WRITTEN EXERCISE
Answer these questions using the court-case excerpt:
(a) On what date did the Depot Company file its petition?
(b) How much did the second hearing award in damages to the corporation A. Backus, Jr. & Sons?
(c) Within how many days from the date of the order must the Fort Street Union Depot Company tender and pay the sums?

SOURCE EXTRACT
***

The proceedings were commenced in the usual form by a petition filed by the Depot Company, January 24, 1891, in the circuit court for the County of Wayne, in which county the City of Detroit is situate.
The plaintiffs in error (respondents below) demanded a jury. The first hearing commenced on February 25, 1891, and terminated on March 18, 1891, in a disagreement of the jury upon both issues -- that of necessity, and that of compensation. A second hearing was had, commencing on June 10, 1891, and resulting on July 16, 1891, in a verdict in favor of the Depot Company on the question of public necessity, and assessing the damages of the respondents as follows: to Absalom Backus, Jr., as the owner of the fee, $17,850; to the corporation, A. Backus, Jr. & Sons, $78,293. At neither of these hearings was the judge of the circuit court present. Upon the motion of the Depot Company, the circuit court vacated the award of damages, and ordered that a new jury be impaneled. Thereupon the respondents applied to the supreme court of the state for a writ of mandamus to compel the setting aside of this order. That court, on November 19, 1891, issued a peremptory writ of mandamus as prayed for. 89 Mich. 210. On November 30, 1891, the circuit court, in compliance with this writ, entered an order which, as amended, confirmed the verdict and award of the jury, and also provided as follows:
"It is further ordered that within sixty days from the date of this order, the Fort Street Union Depot Company is required to tender and pay to Absalom Backus, Jr., the sum of seventeen
thousand eight hundred and fifty dollars, and to A. Backus, Jr. & Sons the sum of seventy-eight thousand two hundred and ninety-three dollars, and to James N. Dean and William H. Davidson, executors, the sum of one dollar, together with their costs and expenses, if the same have been taxed, including an attorney fee of twenty-five dollars, and if the said parties or either of them refuse to accept the tender and payment of said sums, the Fort Street Union Depot Company is required to deposit the same, under the supervision of the clerk of this court, in the Detroit National Bank and to the credit of this cause, including said costs and expenses, provided that if said costs and expenses have not been taxed within the said sixty days, the same to be so deposited within five days after they are taxed."

***

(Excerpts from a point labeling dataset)
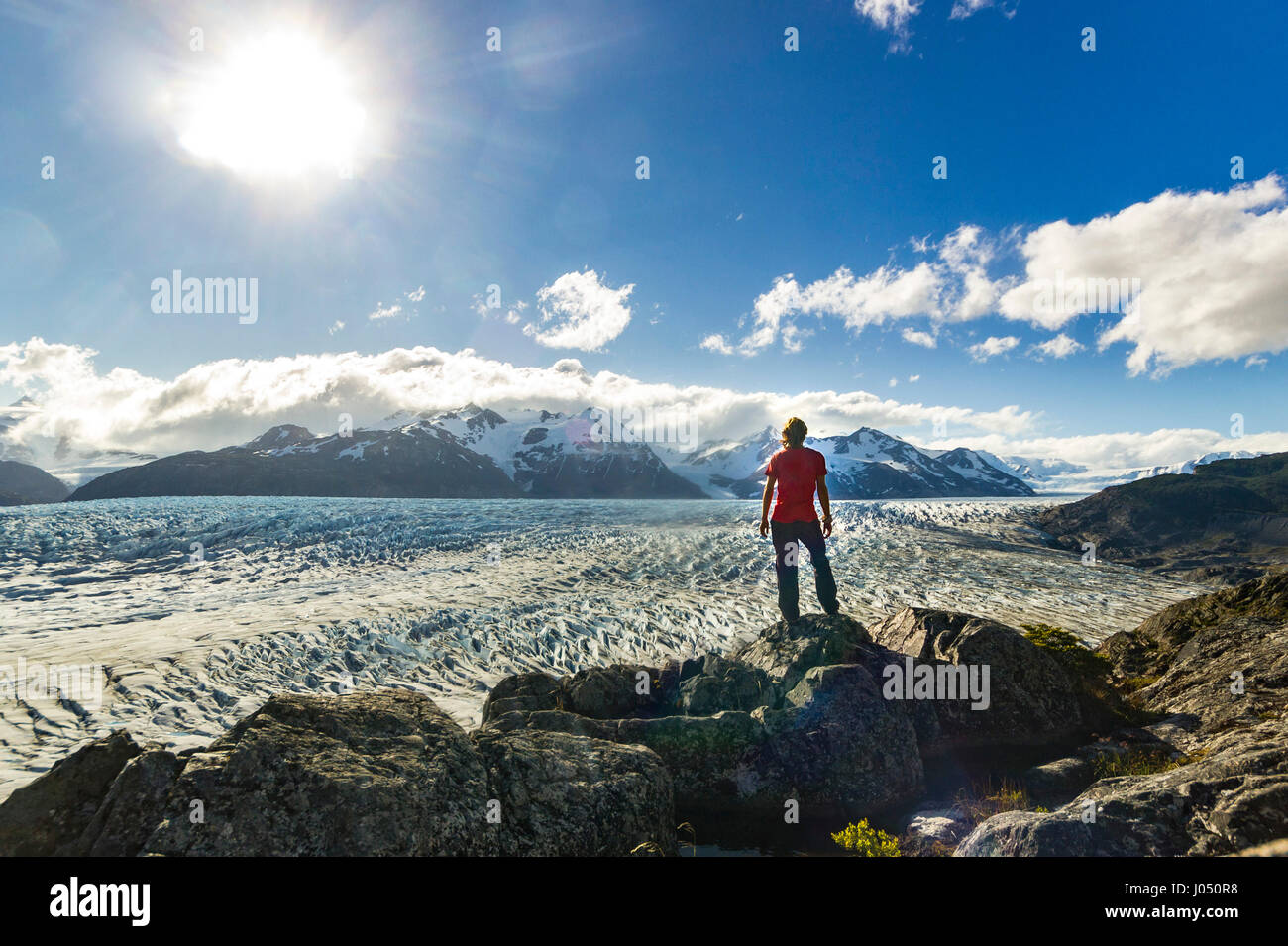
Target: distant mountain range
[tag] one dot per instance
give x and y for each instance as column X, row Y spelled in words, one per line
column 863, row 465
column 22, row 484
column 476, row 454
column 1227, row 521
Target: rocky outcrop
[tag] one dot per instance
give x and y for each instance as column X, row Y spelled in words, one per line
column 1216, row 675
column 24, row 482
column 359, row 775
column 802, row 712
column 1225, row 523
column 1030, row 699
column 50, row 815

***

RESPONSE TO THE TASK
(a) January 24, 1891
(b) $78,293
(c) Sixty days